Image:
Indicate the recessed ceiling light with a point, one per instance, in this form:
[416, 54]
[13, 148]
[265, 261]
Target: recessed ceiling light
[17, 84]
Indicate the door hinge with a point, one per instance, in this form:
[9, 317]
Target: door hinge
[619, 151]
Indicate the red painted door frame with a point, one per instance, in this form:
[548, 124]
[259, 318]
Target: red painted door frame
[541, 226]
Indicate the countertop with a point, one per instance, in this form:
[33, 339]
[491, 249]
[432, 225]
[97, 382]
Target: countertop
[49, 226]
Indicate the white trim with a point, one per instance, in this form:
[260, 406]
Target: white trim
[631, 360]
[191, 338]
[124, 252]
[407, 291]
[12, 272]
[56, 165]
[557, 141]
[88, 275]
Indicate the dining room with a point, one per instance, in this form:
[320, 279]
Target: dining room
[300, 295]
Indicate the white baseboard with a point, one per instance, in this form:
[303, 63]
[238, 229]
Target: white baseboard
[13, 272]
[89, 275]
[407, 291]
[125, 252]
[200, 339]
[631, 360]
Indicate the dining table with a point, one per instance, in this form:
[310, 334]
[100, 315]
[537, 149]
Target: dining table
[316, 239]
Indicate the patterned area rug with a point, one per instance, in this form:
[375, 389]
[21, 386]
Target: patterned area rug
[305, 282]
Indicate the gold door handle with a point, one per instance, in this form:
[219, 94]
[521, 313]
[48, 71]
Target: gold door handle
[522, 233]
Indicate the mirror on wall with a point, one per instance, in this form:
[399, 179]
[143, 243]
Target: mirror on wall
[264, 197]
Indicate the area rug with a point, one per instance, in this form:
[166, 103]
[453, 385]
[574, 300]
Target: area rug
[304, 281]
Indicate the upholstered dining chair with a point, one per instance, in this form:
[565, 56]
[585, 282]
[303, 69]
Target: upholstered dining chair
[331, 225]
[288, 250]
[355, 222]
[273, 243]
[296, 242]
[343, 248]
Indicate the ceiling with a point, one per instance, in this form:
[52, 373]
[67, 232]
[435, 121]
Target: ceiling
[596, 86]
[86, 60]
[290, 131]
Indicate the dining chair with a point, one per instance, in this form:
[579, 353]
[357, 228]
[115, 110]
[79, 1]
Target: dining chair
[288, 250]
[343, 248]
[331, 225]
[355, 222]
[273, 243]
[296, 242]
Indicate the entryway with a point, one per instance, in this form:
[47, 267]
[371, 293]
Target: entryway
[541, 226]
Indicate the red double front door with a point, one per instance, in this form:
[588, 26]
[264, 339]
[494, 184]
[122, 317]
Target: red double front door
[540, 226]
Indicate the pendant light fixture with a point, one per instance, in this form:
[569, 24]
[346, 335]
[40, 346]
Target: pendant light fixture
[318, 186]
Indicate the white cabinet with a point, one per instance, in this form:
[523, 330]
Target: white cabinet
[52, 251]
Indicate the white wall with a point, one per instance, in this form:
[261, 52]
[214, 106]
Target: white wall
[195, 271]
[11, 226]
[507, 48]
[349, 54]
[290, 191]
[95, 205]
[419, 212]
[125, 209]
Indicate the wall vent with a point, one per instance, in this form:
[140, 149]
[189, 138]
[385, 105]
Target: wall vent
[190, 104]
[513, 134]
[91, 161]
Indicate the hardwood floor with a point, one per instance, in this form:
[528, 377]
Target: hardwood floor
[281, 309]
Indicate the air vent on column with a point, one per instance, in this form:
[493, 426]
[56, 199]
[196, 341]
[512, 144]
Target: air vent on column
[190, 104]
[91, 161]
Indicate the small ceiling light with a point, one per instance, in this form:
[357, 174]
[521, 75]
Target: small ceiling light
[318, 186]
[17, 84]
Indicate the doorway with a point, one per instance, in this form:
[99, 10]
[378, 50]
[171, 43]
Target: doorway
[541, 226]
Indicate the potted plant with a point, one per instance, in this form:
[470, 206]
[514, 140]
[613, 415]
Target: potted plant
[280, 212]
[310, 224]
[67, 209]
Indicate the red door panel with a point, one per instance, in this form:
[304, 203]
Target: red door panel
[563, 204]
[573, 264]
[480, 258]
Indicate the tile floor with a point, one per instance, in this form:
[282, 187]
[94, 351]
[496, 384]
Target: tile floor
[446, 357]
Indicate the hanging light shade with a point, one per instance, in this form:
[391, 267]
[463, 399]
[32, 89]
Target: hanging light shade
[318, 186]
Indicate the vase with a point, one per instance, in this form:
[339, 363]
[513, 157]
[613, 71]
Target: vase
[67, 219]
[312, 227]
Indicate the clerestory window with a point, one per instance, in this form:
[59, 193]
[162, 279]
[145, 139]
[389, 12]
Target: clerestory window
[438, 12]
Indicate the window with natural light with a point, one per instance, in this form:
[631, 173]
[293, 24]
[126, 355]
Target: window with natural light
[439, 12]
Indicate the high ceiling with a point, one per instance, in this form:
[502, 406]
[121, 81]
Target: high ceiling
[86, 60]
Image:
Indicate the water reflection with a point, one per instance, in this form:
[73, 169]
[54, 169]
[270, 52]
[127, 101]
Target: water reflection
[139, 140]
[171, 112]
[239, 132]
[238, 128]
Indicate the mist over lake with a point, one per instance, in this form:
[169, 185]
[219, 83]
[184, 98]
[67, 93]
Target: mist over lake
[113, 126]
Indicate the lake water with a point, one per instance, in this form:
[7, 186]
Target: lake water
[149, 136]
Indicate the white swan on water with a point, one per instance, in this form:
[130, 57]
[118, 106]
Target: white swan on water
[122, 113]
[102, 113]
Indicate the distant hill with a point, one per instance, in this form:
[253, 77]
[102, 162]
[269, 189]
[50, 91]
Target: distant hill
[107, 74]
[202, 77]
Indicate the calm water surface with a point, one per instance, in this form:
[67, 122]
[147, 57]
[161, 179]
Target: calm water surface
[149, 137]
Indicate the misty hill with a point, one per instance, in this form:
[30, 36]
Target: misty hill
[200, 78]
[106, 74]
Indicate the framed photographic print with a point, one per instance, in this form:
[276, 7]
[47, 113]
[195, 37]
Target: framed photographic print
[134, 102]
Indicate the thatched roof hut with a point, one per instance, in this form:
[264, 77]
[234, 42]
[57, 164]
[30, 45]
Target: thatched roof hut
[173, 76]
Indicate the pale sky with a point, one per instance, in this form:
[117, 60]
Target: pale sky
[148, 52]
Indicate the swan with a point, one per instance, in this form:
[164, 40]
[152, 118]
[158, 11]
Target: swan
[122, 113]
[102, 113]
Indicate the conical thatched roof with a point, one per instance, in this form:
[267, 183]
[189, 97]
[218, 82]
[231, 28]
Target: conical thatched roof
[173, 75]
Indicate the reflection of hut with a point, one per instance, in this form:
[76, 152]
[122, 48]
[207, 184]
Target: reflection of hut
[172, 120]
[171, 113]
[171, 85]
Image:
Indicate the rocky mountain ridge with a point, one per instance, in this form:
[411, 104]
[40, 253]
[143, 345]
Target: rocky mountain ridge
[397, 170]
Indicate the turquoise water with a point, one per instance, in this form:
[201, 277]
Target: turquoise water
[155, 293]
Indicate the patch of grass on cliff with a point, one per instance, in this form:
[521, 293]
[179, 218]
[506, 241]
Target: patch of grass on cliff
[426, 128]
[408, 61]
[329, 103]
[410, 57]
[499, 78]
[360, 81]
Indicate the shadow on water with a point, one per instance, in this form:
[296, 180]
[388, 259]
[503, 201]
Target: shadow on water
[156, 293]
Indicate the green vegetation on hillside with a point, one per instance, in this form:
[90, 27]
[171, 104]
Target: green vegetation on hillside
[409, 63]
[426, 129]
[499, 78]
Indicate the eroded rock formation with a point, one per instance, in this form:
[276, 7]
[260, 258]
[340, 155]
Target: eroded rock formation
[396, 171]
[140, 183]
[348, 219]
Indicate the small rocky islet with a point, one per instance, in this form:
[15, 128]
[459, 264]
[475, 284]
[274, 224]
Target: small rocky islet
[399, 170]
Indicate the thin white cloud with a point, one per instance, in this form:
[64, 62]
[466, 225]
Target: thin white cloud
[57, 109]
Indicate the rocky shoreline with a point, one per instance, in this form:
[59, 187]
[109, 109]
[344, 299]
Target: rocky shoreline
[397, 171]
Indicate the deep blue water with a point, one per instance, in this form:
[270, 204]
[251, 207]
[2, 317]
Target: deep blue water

+-------+

Lines from the one containing "Target: rocky mountain ridge" to the last line above, both included: copy these exactly and write nothing else.

- YOUR RESPONSE:
Target: rocky mountain ridge
[397, 170]
Indicate the turquoise water with a point, one per instance, in this form:
[201, 277]
Target: turquoise water
[155, 293]
Indicate the patch of grass on cliff with a point, one per instance, in this form:
[521, 293]
[179, 218]
[506, 241]
Target: patch of grass on cliff
[426, 128]
[408, 61]
[329, 103]
[410, 57]
[499, 78]
[360, 81]
Indicate the shadow on water with a point, one per instance, in this form:
[296, 180]
[388, 259]
[503, 201]
Target: shadow on water
[156, 293]
Indicate the green vegetation on hillside with a point, one per instance, in this form:
[90, 27]
[171, 104]
Target: green vegetation on hillside
[409, 63]
[426, 129]
[499, 78]
Indicate the eroded rock formation with a point, one per instance, in this form:
[276, 7]
[260, 258]
[340, 155]
Target: eroded rock formation
[396, 171]
[140, 183]
[348, 219]
Indicate the small rocky islet with a point, one per instance, in this form:
[15, 128]
[459, 264]
[475, 284]
[274, 224]
Target: small rocky islet
[399, 170]
Indicate the thin white cloud with a point, one per instance, in this form:
[64, 62]
[466, 225]
Target: thin white cloud
[57, 109]
Indicate the rocky shoreline with a point, one per instance, in this form:
[59, 187]
[109, 109]
[344, 299]
Target: rocky shoreline
[397, 171]
Indicate the deep blue water with a point, one per instance, in this form:
[270, 204]
[251, 207]
[2, 317]
Target: deep blue water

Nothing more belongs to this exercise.